● **Requirement**: Count the lines below that contain the string "pink", treating uppercase and lowercase as different. Give only the number.

● **Supplied data**:
┌──

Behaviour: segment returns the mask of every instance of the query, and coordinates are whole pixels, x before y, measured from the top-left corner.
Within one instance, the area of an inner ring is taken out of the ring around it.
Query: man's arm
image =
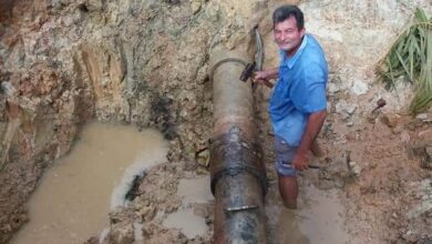
[[[264,81],[268,81],[270,79],[276,79],[278,77],[279,77],[279,69],[278,68],[257,71],[257,72],[255,72],[254,82],[263,83]]]
[[[296,170],[308,169],[308,152],[313,143],[313,140],[321,130],[326,116],[326,110],[313,112],[309,115],[300,146],[297,149],[296,155],[292,159],[292,165]]]

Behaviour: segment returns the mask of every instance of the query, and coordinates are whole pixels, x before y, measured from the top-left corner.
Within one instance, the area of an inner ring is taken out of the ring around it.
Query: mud
[[[83,243],[97,235],[110,210],[124,205],[132,175],[165,161],[164,144],[155,131],[86,125],[71,152],[41,179],[27,204],[30,221],[11,243]]]
[[[317,161],[323,170],[311,184],[337,189],[350,240],[428,242],[432,114],[405,114],[411,88],[385,91],[373,70],[414,7],[430,12],[430,1],[2,0],[0,243],[28,222],[24,203],[42,173],[93,118],[154,128],[169,140],[167,162],[147,172],[131,205],[110,213],[103,243],[209,243],[212,202],[191,205],[205,220],[203,235],[163,225],[184,207],[179,180],[208,175],[209,53],[217,45],[247,45],[259,23],[265,69],[277,65],[269,17],[287,2],[305,10],[306,28],[330,64],[329,116],[319,138],[325,156]],[[255,92],[256,116],[275,181],[269,93]],[[388,105],[370,114],[380,98]],[[269,205],[279,204],[276,189],[271,194]]]

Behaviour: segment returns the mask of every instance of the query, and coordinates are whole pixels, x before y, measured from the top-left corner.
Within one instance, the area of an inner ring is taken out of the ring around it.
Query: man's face
[[[305,35],[305,28],[299,30],[296,18],[289,17],[284,22],[275,24],[274,35],[279,49],[286,51],[288,54],[294,54]]]

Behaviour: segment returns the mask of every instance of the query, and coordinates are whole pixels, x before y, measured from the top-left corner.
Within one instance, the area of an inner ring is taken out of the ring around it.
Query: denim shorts
[[[297,176],[297,170],[291,165],[297,146],[290,146],[280,136],[275,136],[275,169],[279,175]]]

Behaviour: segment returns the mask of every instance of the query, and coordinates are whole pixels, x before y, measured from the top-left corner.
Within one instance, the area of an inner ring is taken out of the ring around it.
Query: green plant
[[[410,27],[402,32],[377,67],[377,74],[388,90],[397,82],[414,88],[410,113],[418,114],[432,105],[432,17],[418,8]]]

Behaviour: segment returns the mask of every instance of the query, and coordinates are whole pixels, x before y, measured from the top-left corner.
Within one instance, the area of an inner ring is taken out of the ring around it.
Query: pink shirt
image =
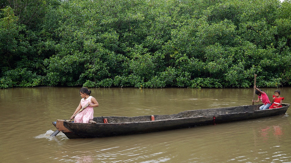
[[[258,96],[258,97],[260,98],[260,99],[261,99],[261,100],[262,101],[262,102],[264,104],[264,105],[271,103],[270,100],[269,100],[268,96],[265,92],[264,92],[263,94],[261,93],[261,96]]]

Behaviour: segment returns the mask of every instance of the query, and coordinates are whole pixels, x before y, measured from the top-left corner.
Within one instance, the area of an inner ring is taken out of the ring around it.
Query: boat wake
[[[52,130],[47,130],[47,132],[45,133],[41,134],[38,135],[37,136],[35,136],[34,138],[36,139],[45,138],[46,139],[49,139],[50,140],[54,140],[56,139],[55,136],[50,136],[51,135],[52,133],[54,133],[54,131]],[[59,133],[59,135],[61,135],[62,134],[64,136],[64,134],[62,133],[61,133],[61,132]]]

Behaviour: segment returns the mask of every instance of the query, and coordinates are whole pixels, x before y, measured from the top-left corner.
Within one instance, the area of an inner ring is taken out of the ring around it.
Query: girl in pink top
[[[265,110],[269,108],[269,107],[271,106],[271,102],[269,100],[269,98],[268,96],[264,92],[263,92],[261,90],[257,88],[256,86],[255,86],[254,87],[256,89],[256,94],[258,95],[258,100],[254,101],[253,100],[253,102],[258,103],[260,102],[260,100],[262,101],[262,102],[263,104],[263,105],[260,107],[260,110]]]
[[[90,104],[89,106],[82,111],[77,115],[74,120],[75,123],[88,123],[89,120],[93,119],[94,110],[93,107],[97,107],[99,106],[99,104],[95,98],[90,96],[91,91],[87,88],[82,87],[80,90],[80,95],[82,99],[80,101],[79,106],[76,109],[76,110],[71,117],[71,119],[74,118],[75,115],[82,108],[82,107],[88,103]]]
[[[282,100],[284,99],[284,98],[280,97],[281,91],[279,90],[276,90],[274,93],[275,93],[275,95],[273,95],[273,100],[272,100],[273,103],[269,108],[269,109],[282,107]]]

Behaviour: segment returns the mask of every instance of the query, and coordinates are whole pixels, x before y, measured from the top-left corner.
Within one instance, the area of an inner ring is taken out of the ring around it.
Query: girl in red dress
[[[275,95],[273,95],[273,100],[272,100],[272,102],[273,103],[269,108],[269,109],[282,107],[282,100],[284,99],[284,98],[280,97],[280,94],[281,93],[280,91],[276,90],[274,92],[275,93]]]

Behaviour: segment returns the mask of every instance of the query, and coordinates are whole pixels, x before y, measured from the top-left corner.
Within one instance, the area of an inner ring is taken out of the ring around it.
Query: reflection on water
[[[291,162],[284,115],[145,134],[69,139],[52,124],[70,117],[79,88],[0,89],[2,162]],[[277,89],[262,89],[270,99]],[[95,116],[176,114],[251,105],[253,89],[92,88]],[[291,91],[280,89],[283,102]],[[17,156],[17,157],[16,157]]]

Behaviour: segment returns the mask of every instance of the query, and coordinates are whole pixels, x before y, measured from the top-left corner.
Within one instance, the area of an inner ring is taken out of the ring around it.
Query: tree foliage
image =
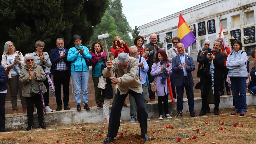
[[[100,22],[109,0],[0,1],[0,45],[13,42],[24,53],[35,50],[37,40],[45,43],[44,51],[56,47],[62,38],[65,46],[74,45],[74,35],[81,36],[82,43],[90,40],[93,27]]]
[[[97,36],[105,33],[109,35],[109,37],[106,38],[109,49],[111,48],[114,38],[118,35],[120,36],[128,46],[134,45],[129,35],[132,30],[126,17],[122,13],[122,8],[120,0],[113,0],[110,1],[101,22],[94,28],[93,36],[91,38],[90,42],[91,46],[96,41],[99,41],[103,44],[102,40],[98,40]]]

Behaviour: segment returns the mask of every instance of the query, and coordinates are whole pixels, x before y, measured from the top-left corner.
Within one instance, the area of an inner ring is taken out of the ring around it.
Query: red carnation
[[[181,140],[181,139],[180,139],[179,138],[178,138],[177,139],[177,143],[179,143],[180,142],[180,141]]]

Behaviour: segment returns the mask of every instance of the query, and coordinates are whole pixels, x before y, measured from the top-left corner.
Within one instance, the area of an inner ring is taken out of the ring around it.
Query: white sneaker
[[[46,110],[46,112],[52,112],[53,110],[51,109],[51,108],[49,106],[47,106],[45,107],[45,109]]]
[[[159,118],[158,118],[158,119],[159,119],[159,120],[162,120],[163,119],[163,115],[160,115],[159,116]]]
[[[172,117],[170,116],[169,114],[167,114],[165,115],[165,117],[166,117],[166,118],[172,118]]]

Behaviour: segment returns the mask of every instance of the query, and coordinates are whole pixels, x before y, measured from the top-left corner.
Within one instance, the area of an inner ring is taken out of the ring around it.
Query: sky
[[[123,13],[133,29],[209,0],[121,0]]]

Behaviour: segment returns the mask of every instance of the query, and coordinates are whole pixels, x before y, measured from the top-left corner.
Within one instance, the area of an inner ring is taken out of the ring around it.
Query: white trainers
[[[172,118],[172,117],[170,116],[169,114],[167,114],[165,115],[165,117],[166,117],[166,118]]]
[[[51,108],[49,106],[47,106],[45,107],[45,109],[46,110],[46,112],[52,112],[53,110],[51,109]]]
[[[162,120],[163,119],[163,115],[160,115],[159,116],[159,118],[158,118],[158,119],[159,119],[159,120]]]

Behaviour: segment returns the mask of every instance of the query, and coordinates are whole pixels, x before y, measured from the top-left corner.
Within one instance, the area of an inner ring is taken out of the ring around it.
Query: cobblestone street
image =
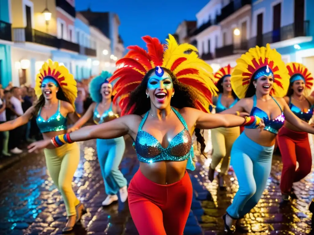
[[[139,166],[129,140],[127,141],[127,150],[120,165],[129,182]],[[107,208],[101,206],[106,195],[96,157],[95,141],[80,144],[81,161],[74,175],[73,186],[88,213],[72,234],[138,234],[127,203],[119,202]],[[210,152],[210,147],[208,150]],[[233,172],[230,171],[227,191],[217,191],[216,181],[210,183],[207,179],[210,159],[199,156],[197,158],[197,170],[189,172],[194,198],[184,234],[224,234],[221,217],[237,189],[237,182]],[[308,207],[314,196],[313,170],[306,178],[294,185],[299,200],[294,200],[290,205],[281,208],[280,160],[280,157],[274,157],[271,175],[262,198],[241,220],[242,225],[249,230],[247,234],[301,235],[310,232],[311,215]],[[28,155],[0,172],[0,208],[1,235],[61,233],[66,222],[65,208],[47,175],[42,153]]]

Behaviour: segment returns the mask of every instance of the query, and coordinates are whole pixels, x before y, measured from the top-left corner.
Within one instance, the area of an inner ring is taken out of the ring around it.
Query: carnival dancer
[[[118,107],[112,103],[112,86],[108,81],[112,75],[106,71],[94,78],[89,84],[89,94],[94,102],[85,114],[68,130],[71,132],[84,125],[92,117],[96,124],[119,117]],[[96,147],[106,193],[108,195],[102,205],[110,205],[118,200],[119,192],[122,202],[127,197],[127,182],[119,169],[125,149],[123,137],[113,139],[97,139]]]
[[[125,57],[117,61],[119,68],[109,81],[119,78],[113,101],[120,97],[122,117],[29,146],[32,152],[66,143],[131,136],[140,163],[129,186],[128,203],[141,235],[183,233],[192,201],[192,185],[186,169],[195,168],[191,138],[194,131],[203,152],[200,128],[244,123],[263,126],[258,118],[208,113],[211,93],[216,90],[208,79],[212,76],[211,68],[195,51],[185,53],[197,51],[195,47],[178,45],[169,36],[166,45],[144,37],[147,52],[129,47]]]
[[[77,119],[74,108],[76,82],[66,68],[49,60],[40,70],[35,83],[37,102],[22,116],[0,125],[0,131],[26,124],[35,116],[44,139],[49,140],[56,135],[66,133],[67,117],[73,122]],[[57,148],[50,146],[44,152],[48,171],[65,205],[68,220],[62,231],[70,232],[85,211],[72,185],[79,161],[79,149],[73,143]]]
[[[301,64],[289,63],[287,68],[290,86],[284,100],[297,117],[308,123],[313,115],[314,97],[306,94],[309,95],[311,92],[313,78],[307,68]],[[289,196],[296,198],[292,184],[311,172],[312,155],[307,133],[288,122],[285,122],[277,138],[283,163],[280,189],[284,202],[289,201]],[[299,167],[296,170],[297,162]]]
[[[240,187],[223,217],[228,231],[235,230],[236,221],[261,198],[270,173],[276,136],[285,119],[302,131],[314,133],[314,128],[298,118],[282,98],[287,93],[290,77],[275,50],[268,44],[266,47],[257,46],[236,62],[231,85],[241,99],[221,113],[250,112],[263,118],[265,128],[261,131],[252,126],[246,127],[232,146],[231,164]]]
[[[233,70],[233,68],[228,65],[221,68],[214,75],[214,81],[218,90],[218,97],[214,97],[213,99],[216,113],[231,108],[239,100],[232,90],[230,82]],[[221,161],[218,178],[219,187],[223,190],[225,187],[224,177],[229,169],[231,147],[240,135],[240,129],[237,127],[232,128],[220,127],[213,129],[211,133],[213,153],[208,171],[208,179],[211,181],[214,180],[215,170]]]

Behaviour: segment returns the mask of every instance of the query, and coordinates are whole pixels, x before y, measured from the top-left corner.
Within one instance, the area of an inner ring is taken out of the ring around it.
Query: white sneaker
[[[12,153],[14,154],[21,154],[23,153],[23,150],[21,150],[19,149],[17,147],[15,147],[13,149],[11,149],[10,152],[11,152]]]
[[[101,205],[105,206],[109,206],[112,202],[118,201],[118,196],[116,195],[108,195],[106,199],[102,202]]]
[[[120,193],[120,199],[122,202],[127,201],[127,188],[126,186],[123,187],[119,190]]]

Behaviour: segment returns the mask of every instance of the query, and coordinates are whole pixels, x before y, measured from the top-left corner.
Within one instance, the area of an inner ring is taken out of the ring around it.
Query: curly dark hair
[[[222,87],[222,83],[224,81],[224,79],[225,79],[225,76],[223,77],[217,82],[216,84],[216,87],[218,89],[218,93],[223,93],[224,92],[224,88]],[[237,99],[238,98],[238,97],[236,96],[236,93],[235,93],[235,92],[233,91],[233,90],[232,89],[232,91],[231,92],[231,95],[233,97],[233,98],[235,100]]]
[[[164,67],[162,68],[171,77],[173,84],[173,88],[176,91],[176,95],[171,98],[170,102],[171,106],[178,109],[185,107],[195,108],[193,96],[191,94],[189,87],[178,81],[173,73],[169,69]],[[127,112],[131,109],[131,107],[134,104],[135,107],[132,112],[133,114],[141,116],[150,109],[150,99],[147,98],[146,91],[149,78],[154,71],[154,69],[148,71],[141,84],[131,92],[130,101],[126,108]],[[199,128],[195,128],[194,131],[196,140],[201,145],[201,153],[206,157],[204,152],[206,146],[205,140],[201,133],[201,130]]]
[[[58,92],[57,92],[57,99],[63,101],[66,101],[69,103],[71,103],[69,100],[66,97],[64,93],[62,91],[61,87],[59,87]],[[39,98],[37,101],[36,103],[34,106],[35,109],[33,112],[33,115],[35,117],[37,116],[38,114],[38,112],[41,108],[45,105],[45,97],[43,94],[41,94],[39,97]]]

└──

● **Expected answer**: 2